*What you have to do:*
Ignoring the pictures, copy the data exactly.

*Material provided:*
^^^^
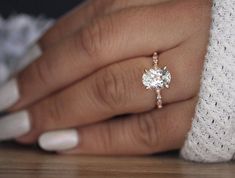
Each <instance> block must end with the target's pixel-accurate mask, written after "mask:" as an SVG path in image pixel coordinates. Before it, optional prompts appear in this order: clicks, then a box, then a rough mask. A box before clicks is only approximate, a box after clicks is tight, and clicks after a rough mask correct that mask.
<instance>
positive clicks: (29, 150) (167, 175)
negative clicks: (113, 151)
mask: <svg viewBox="0 0 235 178" xmlns="http://www.w3.org/2000/svg"><path fill="white" fill-rule="evenodd" d="M88 177H89V178H90V177H92V178H93V177H94V178H106V177H112V178H115V177H125V178H132V177H135V178H136V177H137V178H148V177H150V178H152V177H154V178H155V177H160V178H170V177H173V178H183V177H184V178H215V177H218V178H222V177H223V178H234V177H235V164H234V162H233V163H232V162H231V163H224V164H196V163H191V162H187V161H183V160H181V159H179V158H178V156H177V153H167V154H162V155H154V156H144V157H98V156H58V155H55V154H48V153H45V152H42V151H40V150H39V149H38V148H36V147H22V146H19V145H16V144H14V143H0V178H88Z"/></svg>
^^^^
*Solution:*
Each <instance> block must end with the target's pixel-accurate mask, written after "mask:" as an SVG path in image pixel coordinates. Before it, optional prompts appear in this order: clicks, then a box, then a rough mask. A box before clicks is only approximate, a box after clicks is tight, and clicks after a rough mask correct that mask.
<instance>
positive clicks: (29, 150) (167, 175)
negative clicks: (113, 151)
mask: <svg viewBox="0 0 235 178" xmlns="http://www.w3.org/2000/svg"><path fill="white" fill-rule="evenodd" d="M88 177H89V178H90V177H92V178H93V177H94V178H106V177H112V178H115V177H125V178H132V177H135V178H136V177H137V178H148V177H150V178H152V177H154V178H155V177H160V178H170V177H173V178H183V177H184V178H215V177H218V178H222V177H223V178H234V177H235V164H234V162H233V163H232V162H231V163H224V164H196V163H191V162H187V161H183V160H181V159H179V158H178V156H177V153H167V154H162V155H154V156H144V157H98V156H58V155H55V154H48V153H45V152H42V151H40V150H39V149H38V148H36V147H22V146H19V145H16V144H14V143H0V178H88Z"/></svg>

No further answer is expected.